ZSÓFIA PAULIKOVICS explores the latest album from the multi-talented artist Dev Hynes. 

Synesthesia is a neurological condition in which the stimulation of one sense automatically triggers another. It is also a poetic trope used to convey simultaneous sensory experiences. Dev Hynes is a synesthete in the medical sense: he describes seeing sound come alive like moving pictures. One of Freetown Sound’s most outstanding features is how it plays with the senses, multiple senses: the album is visually powerful, just as an art film or great poetry can be. The chorus in ‘Augustine’ fuses a reference to ‘Confessions’ by St Augustine (‘Saint Augustine/Late have I loved and chose to see’) with an intimate, erotic vision of a man (‘Skin on his skin/A warmth that I can feel with him’). ‘Hands Up’ lays down the chorus: ‘Are you sleeping with the lights on baby/Keep your hood off when you’re walking cause they/Trying not to be obsessed with your heyday / Sure enough they are gonna take your body’, over the haunting incantation ‘Hands up, get out, hands up, get out’. Following the killing of Michael Brown and the subsequent protests in Ferguson, ‘Hands up don’t shoot’ has become the chant of USA-wide Black Lives Matter protests. Poetry features in content as well as form: ’By Ourselves’ opens the album with a sample of Atlanta poet Ashlee Haze’s viral sensation ‘For Colored Girls – The Missy Elliot Poem’.

□ □ □ □

Can you reproduce the Freetown Sound review above in full, word for word?

■ **Records supplied**
□ □ □ □

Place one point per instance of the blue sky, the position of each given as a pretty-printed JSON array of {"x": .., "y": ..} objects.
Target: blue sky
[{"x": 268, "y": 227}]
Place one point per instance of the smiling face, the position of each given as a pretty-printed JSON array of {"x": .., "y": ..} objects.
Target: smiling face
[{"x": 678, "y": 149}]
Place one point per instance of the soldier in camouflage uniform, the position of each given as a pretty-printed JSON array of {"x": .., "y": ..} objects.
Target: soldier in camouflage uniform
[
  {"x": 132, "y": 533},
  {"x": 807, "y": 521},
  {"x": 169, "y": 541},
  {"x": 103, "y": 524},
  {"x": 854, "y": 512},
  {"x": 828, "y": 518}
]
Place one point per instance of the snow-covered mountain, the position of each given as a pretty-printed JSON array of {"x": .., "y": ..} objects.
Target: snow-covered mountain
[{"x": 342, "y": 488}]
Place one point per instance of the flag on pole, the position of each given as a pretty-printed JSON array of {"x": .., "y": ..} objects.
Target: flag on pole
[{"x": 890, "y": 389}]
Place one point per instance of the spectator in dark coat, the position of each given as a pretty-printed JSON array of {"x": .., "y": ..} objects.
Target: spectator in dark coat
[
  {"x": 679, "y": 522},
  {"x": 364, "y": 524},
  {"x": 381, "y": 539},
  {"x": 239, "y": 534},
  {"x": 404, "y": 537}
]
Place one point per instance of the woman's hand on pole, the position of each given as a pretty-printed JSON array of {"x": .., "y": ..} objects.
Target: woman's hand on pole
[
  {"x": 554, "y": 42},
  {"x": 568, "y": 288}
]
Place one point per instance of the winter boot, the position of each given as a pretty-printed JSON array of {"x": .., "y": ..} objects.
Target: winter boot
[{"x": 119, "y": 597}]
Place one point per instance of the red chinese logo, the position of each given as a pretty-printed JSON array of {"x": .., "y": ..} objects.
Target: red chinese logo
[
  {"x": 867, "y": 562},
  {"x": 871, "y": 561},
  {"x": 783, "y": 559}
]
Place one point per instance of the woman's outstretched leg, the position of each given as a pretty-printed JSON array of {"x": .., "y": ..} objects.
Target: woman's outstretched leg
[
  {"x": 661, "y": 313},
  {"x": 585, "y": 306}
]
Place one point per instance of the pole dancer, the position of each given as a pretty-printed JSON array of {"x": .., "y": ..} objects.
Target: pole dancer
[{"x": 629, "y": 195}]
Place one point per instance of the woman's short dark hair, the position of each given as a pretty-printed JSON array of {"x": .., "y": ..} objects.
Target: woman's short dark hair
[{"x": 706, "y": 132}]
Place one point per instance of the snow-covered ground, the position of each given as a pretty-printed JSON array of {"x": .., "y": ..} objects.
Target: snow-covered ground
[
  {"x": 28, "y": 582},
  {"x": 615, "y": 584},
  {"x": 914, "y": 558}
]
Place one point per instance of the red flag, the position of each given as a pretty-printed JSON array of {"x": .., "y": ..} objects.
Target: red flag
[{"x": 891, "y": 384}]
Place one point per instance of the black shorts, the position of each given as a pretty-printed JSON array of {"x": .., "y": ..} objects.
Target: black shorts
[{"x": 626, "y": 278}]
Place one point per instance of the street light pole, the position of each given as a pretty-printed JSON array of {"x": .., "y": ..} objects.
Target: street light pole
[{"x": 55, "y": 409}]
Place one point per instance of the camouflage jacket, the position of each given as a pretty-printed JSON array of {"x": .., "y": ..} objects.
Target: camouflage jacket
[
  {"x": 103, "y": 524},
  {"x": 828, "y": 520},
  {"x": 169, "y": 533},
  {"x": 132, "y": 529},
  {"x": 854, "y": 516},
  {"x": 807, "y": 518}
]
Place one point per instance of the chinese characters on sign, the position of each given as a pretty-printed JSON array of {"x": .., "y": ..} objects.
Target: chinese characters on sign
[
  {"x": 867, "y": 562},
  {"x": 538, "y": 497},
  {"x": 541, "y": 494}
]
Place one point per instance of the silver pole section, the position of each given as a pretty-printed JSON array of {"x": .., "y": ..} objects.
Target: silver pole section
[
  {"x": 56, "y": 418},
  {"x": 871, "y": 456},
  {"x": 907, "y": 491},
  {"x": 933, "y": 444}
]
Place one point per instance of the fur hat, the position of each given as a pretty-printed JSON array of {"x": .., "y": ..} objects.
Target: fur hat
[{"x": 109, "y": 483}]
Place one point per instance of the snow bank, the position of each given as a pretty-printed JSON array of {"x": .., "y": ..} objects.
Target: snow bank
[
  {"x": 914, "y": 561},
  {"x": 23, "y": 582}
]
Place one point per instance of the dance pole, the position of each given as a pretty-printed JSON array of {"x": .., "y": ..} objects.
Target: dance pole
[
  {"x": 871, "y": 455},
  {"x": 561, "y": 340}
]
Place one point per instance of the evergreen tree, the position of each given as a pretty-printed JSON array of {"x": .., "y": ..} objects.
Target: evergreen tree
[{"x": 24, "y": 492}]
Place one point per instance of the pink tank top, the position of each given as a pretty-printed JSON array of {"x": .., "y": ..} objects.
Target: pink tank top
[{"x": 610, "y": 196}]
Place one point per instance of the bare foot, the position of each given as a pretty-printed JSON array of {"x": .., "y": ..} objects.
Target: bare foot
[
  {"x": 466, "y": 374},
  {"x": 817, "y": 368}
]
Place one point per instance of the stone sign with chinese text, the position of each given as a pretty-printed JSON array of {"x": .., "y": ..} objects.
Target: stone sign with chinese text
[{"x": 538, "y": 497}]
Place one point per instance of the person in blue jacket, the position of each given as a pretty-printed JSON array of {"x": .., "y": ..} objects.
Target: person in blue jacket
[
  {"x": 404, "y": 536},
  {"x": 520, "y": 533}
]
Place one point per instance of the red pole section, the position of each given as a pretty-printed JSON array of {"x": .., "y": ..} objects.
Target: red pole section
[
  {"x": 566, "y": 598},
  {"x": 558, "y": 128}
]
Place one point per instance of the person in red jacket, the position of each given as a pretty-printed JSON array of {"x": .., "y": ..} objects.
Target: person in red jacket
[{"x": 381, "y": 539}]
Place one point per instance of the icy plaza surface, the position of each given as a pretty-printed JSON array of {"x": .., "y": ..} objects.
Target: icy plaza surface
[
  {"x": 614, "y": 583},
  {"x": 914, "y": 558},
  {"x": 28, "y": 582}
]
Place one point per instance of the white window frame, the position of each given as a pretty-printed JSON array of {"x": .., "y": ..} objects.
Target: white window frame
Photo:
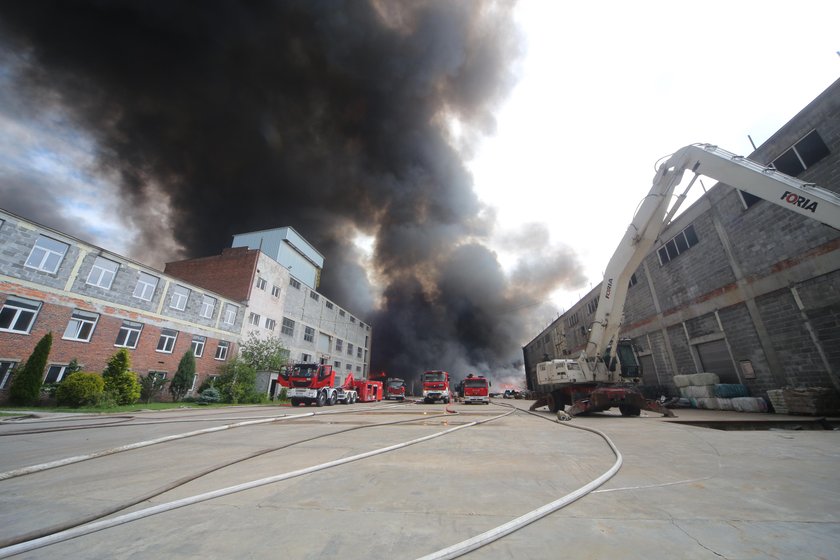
[
  {"x": 222, "y": 350},
  {"x": 197, "y": 345},
  {"x": 47, "y": 254},
  {"x": 167, "y": 340},
  {"x": 146, "y": 286},
  {"x": 21, "y": 307},
  {"x": 230, "y": 314},
  {"x": 75, "y": 329},
  {"x": 179, "y": 297},
  {"x": 132, "y": 330},
  {"x": 308, "y": 334},
  {"x": 208, "y": 306},
  {"x": 103, "y": 272}
]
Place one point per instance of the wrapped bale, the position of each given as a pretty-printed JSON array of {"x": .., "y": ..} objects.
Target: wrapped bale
[
  {"x": 710, "y": 403},
  {"x": 725, "y": 404},
  {"x": 777, "y": 399},
  {"x": 731, "y": 390},
  {"x": 698, "y": 391},
  {"x": 704, "y": 379},
  {"x": 749, "y": 404},
  {"x": 682, "y": 380},
  {"x": 813, "y": 401}
]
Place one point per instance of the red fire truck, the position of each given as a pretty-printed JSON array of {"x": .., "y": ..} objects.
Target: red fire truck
[
  {"x": 316, "y": 384},
  {"x": 395, "y": 389},
  {"x": 435, "y": 386},
  {"x": 476, "y": 389}
]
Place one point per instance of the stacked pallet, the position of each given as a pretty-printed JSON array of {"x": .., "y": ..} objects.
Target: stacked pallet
[{"x": 705, "y": 391}]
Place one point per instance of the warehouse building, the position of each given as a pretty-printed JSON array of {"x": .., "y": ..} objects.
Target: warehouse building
[
  {"x": 96, "y": 302},
  {"x": 735, "y": 285},
  {"x": 257, "y": 271}
]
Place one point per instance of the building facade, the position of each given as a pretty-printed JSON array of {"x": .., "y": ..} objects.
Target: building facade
[
  {"x": 736, "y": 285},
  {"x": 280, "y": 305},
  {"x": 96, "y": 302}
]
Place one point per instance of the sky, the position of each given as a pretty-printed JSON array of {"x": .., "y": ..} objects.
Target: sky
[
  {"x": 467, "y": 168},
  {"x": 598, "y": 104}
]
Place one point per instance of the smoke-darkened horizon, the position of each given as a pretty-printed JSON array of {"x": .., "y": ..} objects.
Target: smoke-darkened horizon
[{"x": 223, "y": 117}]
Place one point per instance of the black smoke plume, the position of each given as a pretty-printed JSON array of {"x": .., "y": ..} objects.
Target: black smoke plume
[{"x": 329, "y": 116}]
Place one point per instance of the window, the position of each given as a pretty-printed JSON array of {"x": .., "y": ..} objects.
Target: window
[
  {"x": 55, "y": 374},
  {"x": 221, "y": 350},
  {"x": 146, "y": 286},
  {"x": 6, "y": 373},
  {"x": 198, "y": 345},
  {"x": 166, "y": 342},
  {"x": 230, "y": 314},
  {"x": 129, "y": 334},
  {"x": 683, "y": 241},
  {"x": 47, "y": 254},
  {"x": 81, "y": 326},
  {"x": 102, "y": 273},
  {"x": 18, "y": 314},
  {"x": 802, "y": 155},
  {"x": 179, "y": 297},
  {"x": 309, "y": 334},
  {"x": 208, "y": 306}
]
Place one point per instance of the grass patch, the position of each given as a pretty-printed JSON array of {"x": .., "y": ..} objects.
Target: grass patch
[{"x": 11, "y": 410}]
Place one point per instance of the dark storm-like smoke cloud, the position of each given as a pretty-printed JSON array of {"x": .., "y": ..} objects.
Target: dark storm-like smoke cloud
[{"x": 327, "y": 116}]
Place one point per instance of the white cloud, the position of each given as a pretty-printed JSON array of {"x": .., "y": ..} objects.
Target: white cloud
[{"x": 609, "y": 88}]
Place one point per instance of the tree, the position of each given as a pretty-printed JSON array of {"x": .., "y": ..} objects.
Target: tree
[
  {"x": 267, "y": 354},
  {"x": 183, "y": 379},
  {"x": 26, "y": 385},
  {"x": 120, "y": 382},
  {"x": 237, "y": 381}
]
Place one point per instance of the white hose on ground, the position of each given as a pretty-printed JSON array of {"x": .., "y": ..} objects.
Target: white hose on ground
[
  {"x": 102, "y": 453},
  {"x": 190, "y": 500},
  {"x": 487, "y": 537}
]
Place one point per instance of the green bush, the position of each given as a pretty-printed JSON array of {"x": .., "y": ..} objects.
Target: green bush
[
  {"x": 119, "y": 381},
  {"x": 80, "y": 389},
  {"x": 26, "y": 384}
]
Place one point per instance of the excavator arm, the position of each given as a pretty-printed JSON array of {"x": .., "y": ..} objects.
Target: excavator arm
[{"x": 653, "y": 215}]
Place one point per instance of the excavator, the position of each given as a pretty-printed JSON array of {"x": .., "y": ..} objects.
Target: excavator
[{"x": 605, "y": 374}]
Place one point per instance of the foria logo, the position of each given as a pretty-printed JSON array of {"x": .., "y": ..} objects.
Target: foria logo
[{"x": 801, "y": 201}]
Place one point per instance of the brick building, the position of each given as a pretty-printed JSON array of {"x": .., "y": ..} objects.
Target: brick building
[
  {"x": 257, "y": 272},
  {"x": 735, "y": 285},
  {"x": 96, "y": 302}
]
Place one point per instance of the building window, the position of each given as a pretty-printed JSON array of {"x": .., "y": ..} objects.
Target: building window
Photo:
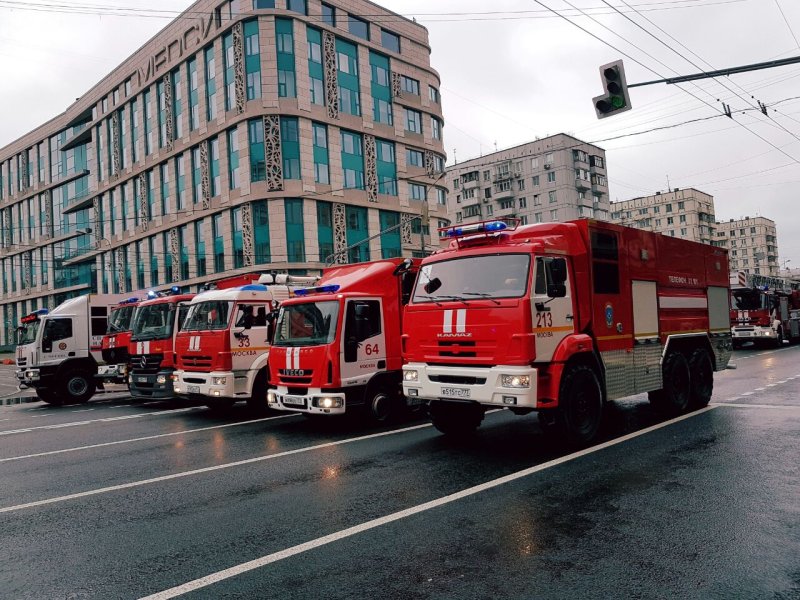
[
  {"x": 381, "y": 90},
  {"x": 409, "y": 85},
  {"x": 233, "y": 158},
  {"x": 284, "y": 39},
  {"x": 295, "y": 230},
  {"x": 213, "y": 167},
  {"x": 211, "y": 84},
  {"x": 358, "y": 27},
  {"x": 386, "y": 167},
  {"x": 290, "y": 147},
  {"x": 390, "y": 41},
  {"x": 321, "y": 159},
  {"x": 349, "y": 89},
  {"x": 413, "y": 121},
  {"x": 258, "y": 164},
  {"x": 352, "y": 160},
  {"x": 298, "y": 6},
  {"x": 252, "y": 60},
  {"x": 315, "y": 68},
  {"x": 229, "y": 72},
  {"x": 328, "y": 15}
]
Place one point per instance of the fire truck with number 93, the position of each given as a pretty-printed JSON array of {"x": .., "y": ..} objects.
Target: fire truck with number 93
[{"x": 561, "y": 317}]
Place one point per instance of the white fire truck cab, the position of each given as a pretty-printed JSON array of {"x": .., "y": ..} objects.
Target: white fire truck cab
[{"x": 61, "y": 360}]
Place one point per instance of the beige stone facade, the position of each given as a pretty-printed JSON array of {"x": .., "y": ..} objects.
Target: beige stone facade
[
  {"x": 687, "y": 214},
  {"x": 136, "y": 184},
  {"x": 557, "y": 178},
  {"x": 752, "y": 244}
]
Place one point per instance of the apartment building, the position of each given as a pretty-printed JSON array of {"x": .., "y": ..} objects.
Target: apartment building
[
  {"x": 752, "y": 244},
  {"x": 687, "y": 214},
  {"x": 247, "y": 135},
  {"x": 557, "y": 178}
]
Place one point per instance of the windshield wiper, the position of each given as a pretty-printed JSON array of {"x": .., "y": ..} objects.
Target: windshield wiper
[{"x": 483, "y": 295}]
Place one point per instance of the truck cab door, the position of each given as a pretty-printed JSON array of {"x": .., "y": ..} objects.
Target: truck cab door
[
  {"x": 58, "y": 339},
  {"x": 553, "y": 313},
  {"x": 363, "y": 345}
]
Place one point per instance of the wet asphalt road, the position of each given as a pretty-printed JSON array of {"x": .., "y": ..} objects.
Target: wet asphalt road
[{"x": 117, "y": 499}]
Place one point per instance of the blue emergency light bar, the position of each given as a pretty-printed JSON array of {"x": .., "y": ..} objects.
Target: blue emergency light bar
[
  {"x": 322, "y": 289},
  {"x": 489, "y": 227}
]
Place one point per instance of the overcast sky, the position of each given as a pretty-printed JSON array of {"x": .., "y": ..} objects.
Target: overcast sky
[{"x": 513, "y": 70}]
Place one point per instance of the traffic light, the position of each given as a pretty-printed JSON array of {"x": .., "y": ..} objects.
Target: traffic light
[{"x": 616, "y": 98}]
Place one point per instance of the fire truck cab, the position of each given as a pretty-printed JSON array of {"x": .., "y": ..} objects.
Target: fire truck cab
[
  {"x": 337, "y": 345},
  {"x": 224, "y": 345},
  {"x": 62, "y": 359},
  {"x": 560, "y": 317},
  {"x": 155, "y": 326},
  {"x": 114, "y": 347}
]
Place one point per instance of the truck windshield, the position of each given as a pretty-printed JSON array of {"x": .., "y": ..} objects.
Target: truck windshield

□ □ □ □

■ **Exercise answer**
ZSÓFIA PAULIKOVICS explores the latest album from the multi-talented artist Dev Hynes. 

Synesthesia is a neurological condition in which the stimulation of one sense automatically triggers another. It is also a poetic trope used to convey simultaneous sensory experiences. Dev Hynes is a synesthete in the medical sense: he describes seeing sound come alive like moving pictures. One of Freetown Sound’s most outstanding features is how it plays with the senses, multiple senses: the album is visually powerful, just as an art film or great poetry can be. The chorus in ‘Augustine’ fuses a reference to ‘Confessions’ by St Augustine (‘Saint Augustine/Late have I loved and chose to see’) with an intimate, erotic vision of a man (‘Skin on his skin/A warmth that I can feel with him’). ‘Hands Up’ lays down the chorus: ‘Are you sleeping with the lights on baby/Keep your hood off when you’re walking cause they/Trying not to be obsessed with your heyday / Sure enough they are gonna take your body’, over the haunting incantation ‘Hands up, get out, hands up, get out’. Following the killing of Michael Brown and the subsequent protests in Ferguson, ‘Hands up don’t shoot’ has become the chant of USA-wide Black Lives Matter protests. Poetry features in content as well as form: ’By Ourselves’ opens the album with a sample of Atlanta poet Ashlee Haze’s viral sensation ‘For Colored Girls – The Missy Elliot Poem’.